The Rise of Ice Skating as a Core Career Skill
The advice that Gen Z should consider ice skating instead of coding is where this story really achieves lift-off.
Ice skating.
Not finance. Not engineering. Not medicine.
Ice skating.
Which raises some practical questions:
- Are hedge funds hiring figure skaters now?
- Will job interviews include a triple axel?
- Is LinkedIn about to become a rink?
Because if creativity and balance are the future, then toddlers are already wildly overqualified. Ice skating is the new coding, which explains why Silicon Valley is installing rinks next to venture capital firms.
A former Google executive says Gen Z should “ice skate instead,” which is the first time career advice has included frostbite.
What the Funny People Are Saying About AI and the Death of Software Development
“Coding is obsolete? I just spent 6 hours fixing a missing semicolon. That semicolon is not obsolete. That semicolon owns me.” — Jerry Seinfeld
“AI writes the code now? Great. So we replaced programmers with something that doesn’t sleep, doesn’t eat, and still makes mistakes. That’s just a programmer with better PR.” — Ron White
“I love how billionaires say you don’t need skills anymore. Yeah, because they already have the money. That’s like a guy on a yacht yelling, ‘Swimming is optional!'” — Amy Schumer
The Experts Speak — And It Gets Worse for Anyone With a CS Degree
Experts now say what matters is creativity, resourcefulness, and execution. That sounds inspiring until you realize those are the same vague traits listed on every resume since 1997.
“Resourceful” is what you write when you once fixed a printer by unplugging it.
The future programmer won’t debug code — they’ll debug AI that debugged code incorrectly. Which is just debugging with extra suffering.

*WORK ITEM*.
Please write out the ice-skating piece word for word, starting at the words "Because if creativity" and ending after "venture capital firms.".

*MATERIAL PROVIDED*.

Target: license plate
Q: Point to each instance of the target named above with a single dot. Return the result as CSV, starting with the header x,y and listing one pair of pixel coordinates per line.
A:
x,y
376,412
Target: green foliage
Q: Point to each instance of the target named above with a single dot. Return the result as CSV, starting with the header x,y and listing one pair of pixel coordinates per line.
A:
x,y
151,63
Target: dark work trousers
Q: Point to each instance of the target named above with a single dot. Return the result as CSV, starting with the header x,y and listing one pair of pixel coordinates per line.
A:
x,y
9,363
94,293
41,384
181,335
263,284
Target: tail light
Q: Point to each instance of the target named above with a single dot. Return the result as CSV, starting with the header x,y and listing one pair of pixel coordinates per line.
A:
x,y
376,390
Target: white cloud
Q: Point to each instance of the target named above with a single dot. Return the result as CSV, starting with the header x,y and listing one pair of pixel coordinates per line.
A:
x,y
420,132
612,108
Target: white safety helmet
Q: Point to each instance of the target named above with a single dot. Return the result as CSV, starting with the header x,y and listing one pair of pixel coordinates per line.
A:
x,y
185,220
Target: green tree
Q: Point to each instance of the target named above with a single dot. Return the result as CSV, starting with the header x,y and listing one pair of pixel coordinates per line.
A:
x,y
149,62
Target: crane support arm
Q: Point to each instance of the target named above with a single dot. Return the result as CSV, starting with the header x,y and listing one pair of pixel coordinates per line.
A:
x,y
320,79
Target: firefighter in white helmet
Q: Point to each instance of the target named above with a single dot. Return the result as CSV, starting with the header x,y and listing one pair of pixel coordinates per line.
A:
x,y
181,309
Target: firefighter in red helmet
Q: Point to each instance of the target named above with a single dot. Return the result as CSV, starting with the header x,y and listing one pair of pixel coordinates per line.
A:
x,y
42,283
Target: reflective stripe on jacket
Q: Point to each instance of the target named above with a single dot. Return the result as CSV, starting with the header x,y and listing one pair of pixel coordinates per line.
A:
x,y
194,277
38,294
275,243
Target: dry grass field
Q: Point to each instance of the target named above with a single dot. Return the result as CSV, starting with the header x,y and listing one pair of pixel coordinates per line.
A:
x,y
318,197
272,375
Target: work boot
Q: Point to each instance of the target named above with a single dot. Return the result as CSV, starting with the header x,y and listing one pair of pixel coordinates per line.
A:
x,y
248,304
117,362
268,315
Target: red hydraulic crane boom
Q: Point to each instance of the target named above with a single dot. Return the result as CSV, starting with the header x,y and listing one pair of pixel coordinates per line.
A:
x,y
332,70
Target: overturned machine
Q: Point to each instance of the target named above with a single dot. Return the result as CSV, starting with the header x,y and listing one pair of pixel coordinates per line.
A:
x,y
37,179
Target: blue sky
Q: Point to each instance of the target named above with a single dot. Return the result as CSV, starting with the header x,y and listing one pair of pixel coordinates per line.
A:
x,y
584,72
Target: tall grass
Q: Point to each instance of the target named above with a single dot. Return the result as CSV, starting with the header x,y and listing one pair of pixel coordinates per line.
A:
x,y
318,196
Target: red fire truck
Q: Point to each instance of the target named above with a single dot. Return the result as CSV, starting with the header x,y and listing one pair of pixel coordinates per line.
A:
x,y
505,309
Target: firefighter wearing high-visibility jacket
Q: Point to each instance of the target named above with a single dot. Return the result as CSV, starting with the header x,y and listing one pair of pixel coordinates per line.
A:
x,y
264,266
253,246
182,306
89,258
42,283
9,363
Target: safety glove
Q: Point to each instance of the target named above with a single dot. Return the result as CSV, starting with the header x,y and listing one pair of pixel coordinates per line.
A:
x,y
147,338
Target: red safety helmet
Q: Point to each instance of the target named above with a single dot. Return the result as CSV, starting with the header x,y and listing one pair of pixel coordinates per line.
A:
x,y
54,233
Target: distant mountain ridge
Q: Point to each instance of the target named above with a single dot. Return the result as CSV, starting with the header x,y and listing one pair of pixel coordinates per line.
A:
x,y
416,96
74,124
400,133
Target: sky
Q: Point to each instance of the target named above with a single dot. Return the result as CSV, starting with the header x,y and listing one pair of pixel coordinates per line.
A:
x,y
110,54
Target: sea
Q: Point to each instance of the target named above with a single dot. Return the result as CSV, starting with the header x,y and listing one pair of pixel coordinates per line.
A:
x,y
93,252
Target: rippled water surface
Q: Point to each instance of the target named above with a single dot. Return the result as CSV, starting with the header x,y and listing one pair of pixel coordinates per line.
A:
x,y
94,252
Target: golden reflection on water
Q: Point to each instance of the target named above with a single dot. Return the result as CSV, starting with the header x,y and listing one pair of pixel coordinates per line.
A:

*WRITTEN SOLUTION*.
Because if creativity and balance are the future, then toddlers are already wildly overqualified. Ice skating is the new coding, which explains why Silicon Valley is installing rinks next to venture capital firms.